SOURCE MATERIAL:
===

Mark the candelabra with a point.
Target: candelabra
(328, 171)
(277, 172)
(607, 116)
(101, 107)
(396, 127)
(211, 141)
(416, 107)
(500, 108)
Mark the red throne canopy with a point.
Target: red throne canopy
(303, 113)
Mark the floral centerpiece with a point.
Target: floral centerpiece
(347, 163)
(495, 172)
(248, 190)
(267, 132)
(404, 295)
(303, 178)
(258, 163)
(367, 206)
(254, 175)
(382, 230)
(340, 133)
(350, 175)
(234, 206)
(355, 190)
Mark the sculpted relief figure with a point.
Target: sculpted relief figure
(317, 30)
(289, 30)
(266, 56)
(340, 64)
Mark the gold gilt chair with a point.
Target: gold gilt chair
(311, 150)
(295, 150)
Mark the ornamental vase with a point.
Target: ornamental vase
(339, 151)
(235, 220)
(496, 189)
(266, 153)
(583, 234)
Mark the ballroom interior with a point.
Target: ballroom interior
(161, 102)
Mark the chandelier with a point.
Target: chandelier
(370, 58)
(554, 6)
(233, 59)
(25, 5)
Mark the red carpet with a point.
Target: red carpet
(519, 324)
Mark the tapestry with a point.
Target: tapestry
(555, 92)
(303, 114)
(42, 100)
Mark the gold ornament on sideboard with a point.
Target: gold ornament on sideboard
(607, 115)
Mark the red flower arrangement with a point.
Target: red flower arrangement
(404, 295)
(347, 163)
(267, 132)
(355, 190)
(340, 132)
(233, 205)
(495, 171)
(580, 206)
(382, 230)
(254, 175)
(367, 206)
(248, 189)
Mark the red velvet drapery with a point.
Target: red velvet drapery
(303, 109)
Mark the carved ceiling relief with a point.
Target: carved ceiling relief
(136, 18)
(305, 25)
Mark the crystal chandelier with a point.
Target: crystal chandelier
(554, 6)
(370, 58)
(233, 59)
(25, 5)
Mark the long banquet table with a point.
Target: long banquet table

===

WORK TO BE COMPLETED: Take the material above and set it down again exactly.

TASK RESULT:
Mark the candelabra with a point.
Target: candelabra
(328, 171)
(277, 172)
(607, 116)
(101, 107)
(396, 127)
(211, 141)
(416, 107)
(500, 108)
Mark the red throne canopy with a point.
Target: red throne canopy
(303, 113)
Mark the floral centerpiece with a point.
Target: floral centerpiece
(347, 163)
(495, 172)
(248, 190)
(267, 132)
(404, 295)
(303, 178)
(258, 163)
(367, 206)
(254, 175)
(382, 230)
(340, 133)
(350, 175)
(234, 206)
(355, 190)
Mark the sculpted relief figure with a point.
Target: sculpted relief figure
(317, 30)
(289, 30)
(266, 56)
(340, 64)
Mark the gold gilt chair with a point.
Target: gold gilt chair
(311, 150)
(295, 150)
Mark the ornamental vase with a point.
Target: ornamental vase
(339, 151)
(235, 220)
(496, 189)
(266, 153)
(583, 234)
Mark the ballroom interior with a point.
Target: ballroom interior
(161, 102)
Mark the chandelier with a point.
Target: chandelier
(370, 58)
(554, 6)
(233, 59)
(25, 5)
Mark the red carpet with a point.
Target: red carpet
(519, 324)
Mark the tapestry with a point.
Target: tapestry
(555, 92)
(303, 114)
(42, 100)
Mark the gold ornament on sideboard with a point.
Target: gold ornament on sideboard
(607, 115)
Mark the red flower arrangement with a point.
Target: red flower arrangement
(404, 295)
(347, 163)
(267, 132)
(355, 190)
(340, 132)
(233, 205)
(495, 171)
(580, 206)
(382, 230)
(254, 175)
(367, 206)
(248, 189)
Mark the red velvet drapery with a point.
Target: red velvet drapery
(303, 109)
Mark the carved ceiling relief with a point.
Target: carved ceiling relief
(136, 18)
(305, 25)
Mark the crystal chandelier with a point.
Target: crystal chandelier
(554, 6)
(370, 58)
(233, 59)
(25, 5)
Mark the long banquet table with a point.
Target: long banquet table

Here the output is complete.